● **THE PROBLEM**
In the forum thread below, why does njodis guess the Atari 2600 was the first system? Please answer in one to three sentences.

# What was your first video game system?



## staceypie (Nov 2, 2006)

Was looking at this website that has the history of game consoles. It lists like everyone on there, pretty interesting. So just curious what was the first one you or your family ever owned? I found mine on the list, the Atari VCS 2600. 








Can you believe that when it came out it cost $199?! I would have never guessed that. Crazy. :shock

Anyways, here is the link to the website:
http://www.thegameconsole.com/videogames70.htm


----------



## njodis (Nov 8, 2006)

Well, my parents had an Atari 2600 before I was born, so I guess that was the first one. We have two of them, actually. One is still in the closest and still works, but I'm not sure if it is the original one or not. We still have a box of games, too.

I'm not sure if the 2600 or the NES was the first console I played, though. My parents were really into videogames when I was born. :lol


----------



## staceypie (Nov 2, 2006)

I think my parent's still have ours too, or they sold it in a garage sale. Kinda wanna find it & see if it works, just for nostalgia sake. 
Pitfall & Q-Bert were always my favorites to play even though I sucked big time at them.


----------



## Inturmal (Jan 15, 2006)

NES


----------



## Scrub-Zero (Feb 9, 2004)

It's still in my mom's basement...probably still in working order. It worked fine last years when i tested it


----------



## mserychic (Oct 2, 2004)

I had an Atari but can't remember which one now. I want to get one again sometime! Still have my SNES!


----------



## Amocholes (Nov 5, 2003)

Never had one.


----------



## sansd (Mar 22, 2006)

My family only ever had an Atari (don't know which one), and I only used it once.

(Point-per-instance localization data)
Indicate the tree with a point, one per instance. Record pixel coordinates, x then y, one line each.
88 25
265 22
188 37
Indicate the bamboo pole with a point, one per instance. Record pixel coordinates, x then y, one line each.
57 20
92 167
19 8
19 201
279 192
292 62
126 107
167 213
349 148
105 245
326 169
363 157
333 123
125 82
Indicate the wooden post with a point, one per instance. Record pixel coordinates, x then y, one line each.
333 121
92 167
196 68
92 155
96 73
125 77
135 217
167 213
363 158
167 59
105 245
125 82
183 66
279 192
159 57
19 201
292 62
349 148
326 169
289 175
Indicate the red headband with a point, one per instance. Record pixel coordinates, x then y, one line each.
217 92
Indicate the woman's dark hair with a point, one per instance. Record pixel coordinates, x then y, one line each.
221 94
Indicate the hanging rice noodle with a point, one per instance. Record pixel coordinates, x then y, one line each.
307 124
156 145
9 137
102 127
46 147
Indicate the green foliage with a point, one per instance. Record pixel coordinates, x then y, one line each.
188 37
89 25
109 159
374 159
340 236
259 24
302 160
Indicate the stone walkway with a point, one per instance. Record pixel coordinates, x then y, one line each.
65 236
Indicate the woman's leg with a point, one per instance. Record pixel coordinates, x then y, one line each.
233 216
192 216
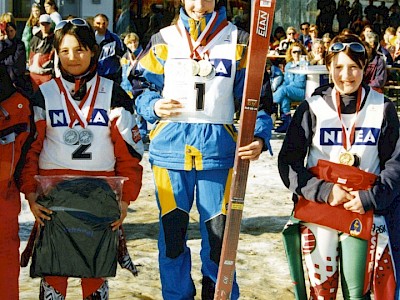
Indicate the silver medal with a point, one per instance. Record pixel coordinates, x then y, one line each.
71 136
85 137
205 68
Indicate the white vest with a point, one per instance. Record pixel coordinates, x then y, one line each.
327 140
205 100
56 154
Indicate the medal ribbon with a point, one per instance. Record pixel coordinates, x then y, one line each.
74 111
348 140
205 36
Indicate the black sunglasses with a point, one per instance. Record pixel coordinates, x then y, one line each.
354 46
76 22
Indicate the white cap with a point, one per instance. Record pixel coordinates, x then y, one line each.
45 18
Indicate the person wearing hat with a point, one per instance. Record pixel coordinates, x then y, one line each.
196 72
51 9
41 58
15 124
13 58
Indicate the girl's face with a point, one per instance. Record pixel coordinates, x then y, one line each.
367 30
73 57
3 35
36 12
196 9
346 74
132 45
319 49
296 53
11 32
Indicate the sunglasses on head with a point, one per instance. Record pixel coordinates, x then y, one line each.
354 46
76 22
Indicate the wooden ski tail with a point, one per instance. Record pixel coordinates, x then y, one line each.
261 26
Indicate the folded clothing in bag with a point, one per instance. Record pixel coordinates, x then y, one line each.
78 240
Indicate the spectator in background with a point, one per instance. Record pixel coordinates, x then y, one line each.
15 60
128 61
366 30
41 59
32 27
51 9
326 39
394 17
15 125
305 34
343 14
279 35
375 73
327 11
317 55
384 46
275 75
155 22
314 32
293 87
291 38
111 50
370 11
356 10
7 17
383 10
347 31
3 33
125 22
128 64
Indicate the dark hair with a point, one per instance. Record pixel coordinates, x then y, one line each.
101 15
11 24
52 3
84 34
359 58
279 29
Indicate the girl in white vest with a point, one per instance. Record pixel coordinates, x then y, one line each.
84 127
346 128
196 73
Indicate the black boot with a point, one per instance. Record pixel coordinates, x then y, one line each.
285 124
47 292
208 289
101 293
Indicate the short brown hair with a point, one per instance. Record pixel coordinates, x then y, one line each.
359 58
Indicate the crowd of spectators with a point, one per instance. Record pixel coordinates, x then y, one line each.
378 26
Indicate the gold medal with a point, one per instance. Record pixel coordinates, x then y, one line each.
347 158
195 67
206 68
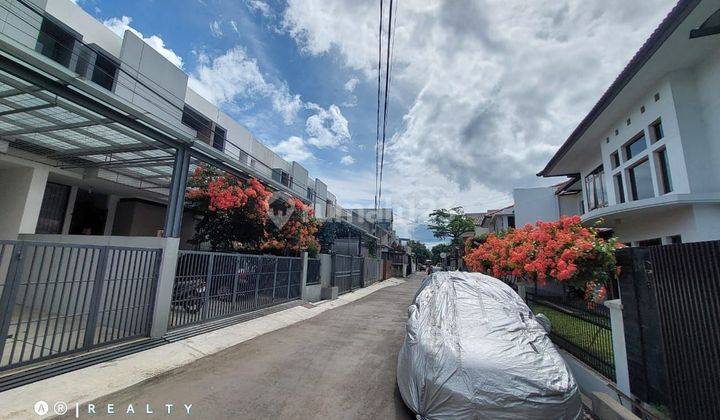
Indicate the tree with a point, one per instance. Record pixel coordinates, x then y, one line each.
563 251
439 249
451 224
298 234
233 212
420 251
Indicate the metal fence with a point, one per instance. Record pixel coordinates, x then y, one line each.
57 299
581 328
313 273
372 270
347 273
671 313
211 285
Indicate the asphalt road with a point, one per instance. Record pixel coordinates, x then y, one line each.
337 365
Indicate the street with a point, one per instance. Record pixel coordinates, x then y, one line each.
339 364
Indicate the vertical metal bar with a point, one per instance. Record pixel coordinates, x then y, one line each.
32 305
174 186
7 299
206 308
95 298
52 301
274 279
62 301
180 204
87 288
155 278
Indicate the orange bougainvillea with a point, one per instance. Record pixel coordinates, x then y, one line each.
563 251
233 213
297 234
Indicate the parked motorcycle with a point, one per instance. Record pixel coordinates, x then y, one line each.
190 294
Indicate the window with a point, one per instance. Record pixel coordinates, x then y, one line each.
55 43
650 242
595 189
219 138
656 131
52 209
635 146
104 71
641 181
664 171
619 189
197 122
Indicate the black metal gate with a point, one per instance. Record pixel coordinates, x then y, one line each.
682 284
213 285
57 299
347 273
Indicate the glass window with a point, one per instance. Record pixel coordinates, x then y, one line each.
619 189
657 131
650 242
664 169
635 146
641 181
595 189
219 138
52 209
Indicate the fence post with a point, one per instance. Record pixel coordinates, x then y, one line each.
165 284
622 375
303 275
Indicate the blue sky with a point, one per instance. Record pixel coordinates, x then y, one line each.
482 92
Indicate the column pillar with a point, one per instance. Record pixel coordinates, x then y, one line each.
622 376
303 276
110 219
164 291
69 210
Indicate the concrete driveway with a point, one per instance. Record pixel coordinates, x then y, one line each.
337 365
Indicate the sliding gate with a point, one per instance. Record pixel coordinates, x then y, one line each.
347 273
213 285
57 299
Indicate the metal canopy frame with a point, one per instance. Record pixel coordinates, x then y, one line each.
71 136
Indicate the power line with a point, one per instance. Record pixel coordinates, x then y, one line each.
387 85
377 129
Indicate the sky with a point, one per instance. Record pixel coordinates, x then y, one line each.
482 92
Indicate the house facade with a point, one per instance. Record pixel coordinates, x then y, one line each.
646 156
498 220
91 124
547 203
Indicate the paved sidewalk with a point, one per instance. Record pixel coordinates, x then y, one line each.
339 362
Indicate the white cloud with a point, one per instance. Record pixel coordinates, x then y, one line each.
234 75
293 149
351 84
482 92
327 127
215 29
260 6
120 25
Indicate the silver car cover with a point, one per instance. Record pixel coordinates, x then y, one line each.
473 350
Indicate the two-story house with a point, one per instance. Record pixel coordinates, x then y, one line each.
647 154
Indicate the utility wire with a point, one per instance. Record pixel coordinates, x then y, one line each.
387 84
377 129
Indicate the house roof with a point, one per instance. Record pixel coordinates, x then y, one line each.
676 16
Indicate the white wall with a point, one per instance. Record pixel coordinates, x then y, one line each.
22 189
533 204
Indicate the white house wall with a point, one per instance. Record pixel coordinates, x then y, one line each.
533 204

● **SOLUTION**
njodis's parents had an Atari 2600 before njodis was born. That's why njodis guesses it was the first one.